WHAT IS BEING ASKED
Please pull out every line of the records below that contains the string "sign". Case matters.

MATERIAL
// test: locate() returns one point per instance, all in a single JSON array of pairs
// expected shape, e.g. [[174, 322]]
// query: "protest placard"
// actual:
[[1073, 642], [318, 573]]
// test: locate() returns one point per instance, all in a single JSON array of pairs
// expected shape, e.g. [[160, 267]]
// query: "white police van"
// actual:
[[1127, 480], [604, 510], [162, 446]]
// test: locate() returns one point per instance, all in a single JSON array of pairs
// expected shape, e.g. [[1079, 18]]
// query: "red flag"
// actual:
* * *
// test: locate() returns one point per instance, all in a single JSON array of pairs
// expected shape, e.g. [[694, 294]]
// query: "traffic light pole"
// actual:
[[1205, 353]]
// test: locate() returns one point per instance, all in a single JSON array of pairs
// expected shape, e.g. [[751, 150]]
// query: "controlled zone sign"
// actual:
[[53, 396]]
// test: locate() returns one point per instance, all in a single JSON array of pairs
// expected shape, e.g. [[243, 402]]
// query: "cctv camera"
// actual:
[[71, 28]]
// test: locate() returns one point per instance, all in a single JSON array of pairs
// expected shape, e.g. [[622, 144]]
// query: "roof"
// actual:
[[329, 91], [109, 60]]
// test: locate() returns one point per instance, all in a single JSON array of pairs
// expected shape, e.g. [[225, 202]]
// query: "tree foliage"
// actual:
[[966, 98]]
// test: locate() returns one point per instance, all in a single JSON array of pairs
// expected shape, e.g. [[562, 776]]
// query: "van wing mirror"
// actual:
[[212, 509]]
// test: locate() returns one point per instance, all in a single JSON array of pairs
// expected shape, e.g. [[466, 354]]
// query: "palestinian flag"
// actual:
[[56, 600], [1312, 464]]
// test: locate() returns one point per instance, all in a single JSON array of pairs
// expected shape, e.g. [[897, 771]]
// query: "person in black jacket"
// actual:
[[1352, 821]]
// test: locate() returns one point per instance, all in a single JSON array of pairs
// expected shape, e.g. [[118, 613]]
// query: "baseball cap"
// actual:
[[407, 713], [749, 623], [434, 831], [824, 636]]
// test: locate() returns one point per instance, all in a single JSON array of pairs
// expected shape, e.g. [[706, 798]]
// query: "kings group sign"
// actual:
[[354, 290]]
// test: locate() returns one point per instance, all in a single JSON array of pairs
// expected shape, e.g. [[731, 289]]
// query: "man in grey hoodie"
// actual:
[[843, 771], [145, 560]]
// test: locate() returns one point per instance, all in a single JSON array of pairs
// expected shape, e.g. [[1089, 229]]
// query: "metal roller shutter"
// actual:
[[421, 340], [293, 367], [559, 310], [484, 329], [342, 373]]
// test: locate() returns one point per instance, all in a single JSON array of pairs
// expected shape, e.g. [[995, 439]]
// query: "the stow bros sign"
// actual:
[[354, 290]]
==
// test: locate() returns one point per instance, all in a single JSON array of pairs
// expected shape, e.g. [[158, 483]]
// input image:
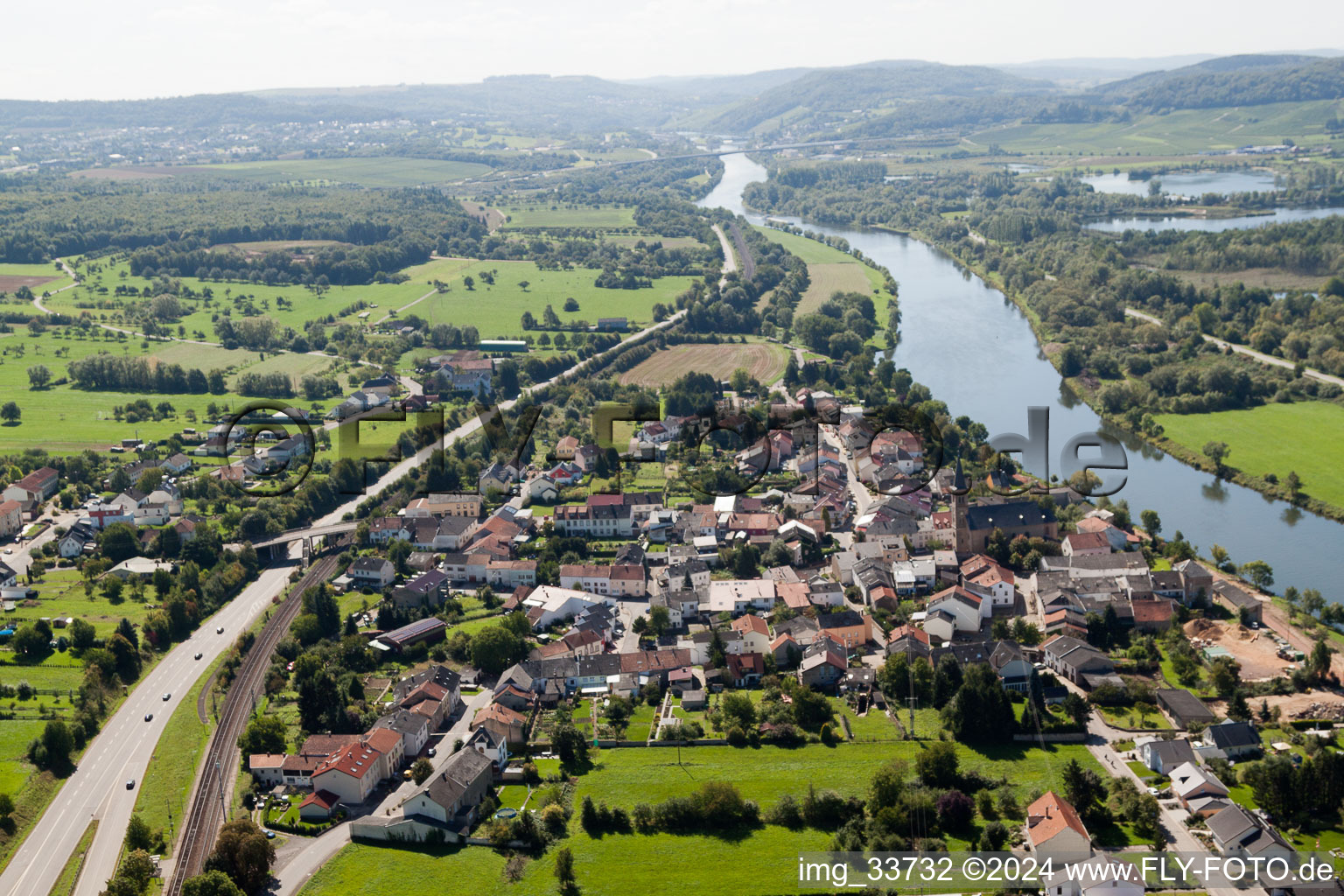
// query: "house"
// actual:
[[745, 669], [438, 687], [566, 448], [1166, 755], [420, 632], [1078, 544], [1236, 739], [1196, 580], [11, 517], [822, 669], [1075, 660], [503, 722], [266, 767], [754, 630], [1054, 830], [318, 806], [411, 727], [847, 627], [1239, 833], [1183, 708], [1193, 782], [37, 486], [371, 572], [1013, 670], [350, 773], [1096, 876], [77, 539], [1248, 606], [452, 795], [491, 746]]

SOLUTION TO THIS PROBLEM
// query: "controlled zone sign"
// query: "kings group sign"
// query: "the stow bros sign"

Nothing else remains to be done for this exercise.